§ **THE EXERCISE**: According to the micro-dispenser text, what colors are the patterns arranged on the substrate surface to form a color filter?

§ **SUPPLIED TEXT**:
MICRO-DISPENSER AND METHOD FOR MANUFACTURING A COLOR FILTER USING THE SAME
Technical Field The present invention relates to a device for discharging any material on a substrate and a method for applying thereof, more specifically a micro-dispenser and method for manufacturing a color filter using the same.
Background Art Generally, display device such as a liquid crystal display device or EL device is used in display unit of electronic apparatus such as a mobile phone, a portable computer, etc. Also, a full color display is implemented on a flat display device.
The full color display on the liquid crystal display device is implemented by letting the light modulated by the liquid crystal layer through a color filter. The color filter is formed by arranging color patterns of R (Red), G (Green) & B (Blue) on the surface of the substrate consisted of glass, plastic, etc. The full color display on the EL device is implemented by arranging EL luminescence layers (color patterns) of R, G & B on the surface of the substrate consisted of glass, plastic, etc., maintaining the EL luminescence layer between a pair of electrodes to form a pixel, and controlling voltage applied to the electrode per each pixel to illuminate the pixel in desired colors.

§ **SUPPLIED INFORMATION**:
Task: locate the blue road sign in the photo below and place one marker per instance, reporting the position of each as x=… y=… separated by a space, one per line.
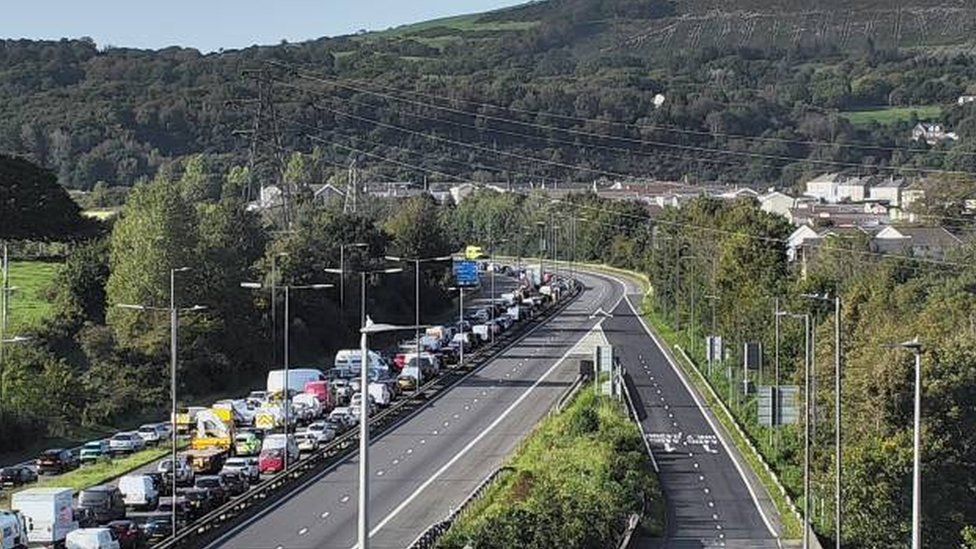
x=466 y=273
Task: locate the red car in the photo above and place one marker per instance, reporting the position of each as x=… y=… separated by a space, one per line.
x=271 y=461
x=322 y=392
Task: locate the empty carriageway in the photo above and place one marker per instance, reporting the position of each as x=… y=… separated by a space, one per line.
x=432 y=460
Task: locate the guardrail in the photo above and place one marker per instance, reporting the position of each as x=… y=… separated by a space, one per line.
x=207 y=528
x=430 y=537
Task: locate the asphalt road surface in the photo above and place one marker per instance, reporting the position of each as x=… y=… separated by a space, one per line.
x=710 y=504
x=435 y=458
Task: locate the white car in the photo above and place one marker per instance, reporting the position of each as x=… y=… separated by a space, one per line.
x=152 y=434
x=126 y=443
x=322 y=432
x=306 y=442
x=344 y=416
x=248 y=467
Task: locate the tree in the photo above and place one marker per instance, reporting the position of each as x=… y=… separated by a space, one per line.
x=33 y=206
x=156 y=233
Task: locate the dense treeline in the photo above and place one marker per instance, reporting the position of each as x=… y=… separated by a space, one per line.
x=729 y=259
x=117 y=115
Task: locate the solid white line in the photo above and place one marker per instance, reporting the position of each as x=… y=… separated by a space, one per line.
x=701 y=407
x=403 y=505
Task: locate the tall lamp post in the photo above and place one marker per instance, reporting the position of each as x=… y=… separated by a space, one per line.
x=342 y=271
x=806 y=421
x=369 y=328
x=174 y=318
x=916 y=349
x=416 y=263
x=286 y=353
x=460 y=290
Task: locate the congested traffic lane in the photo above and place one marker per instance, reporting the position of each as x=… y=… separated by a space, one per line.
x=429 y=463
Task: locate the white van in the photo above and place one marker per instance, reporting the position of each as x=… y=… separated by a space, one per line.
x=91 y=538
x=47 y=513
x=138 y=491
x=12 y=530
x=297 y=378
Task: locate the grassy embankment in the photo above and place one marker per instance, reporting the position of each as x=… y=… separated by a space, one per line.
x=94 y=474
x=573 y=483
x=890 y=115
x=29 y=305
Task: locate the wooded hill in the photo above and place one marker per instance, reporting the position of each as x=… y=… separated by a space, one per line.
x=765 y=80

§ **RESULT OF THIS TASK**: Red, green, and blue (R, G, and B).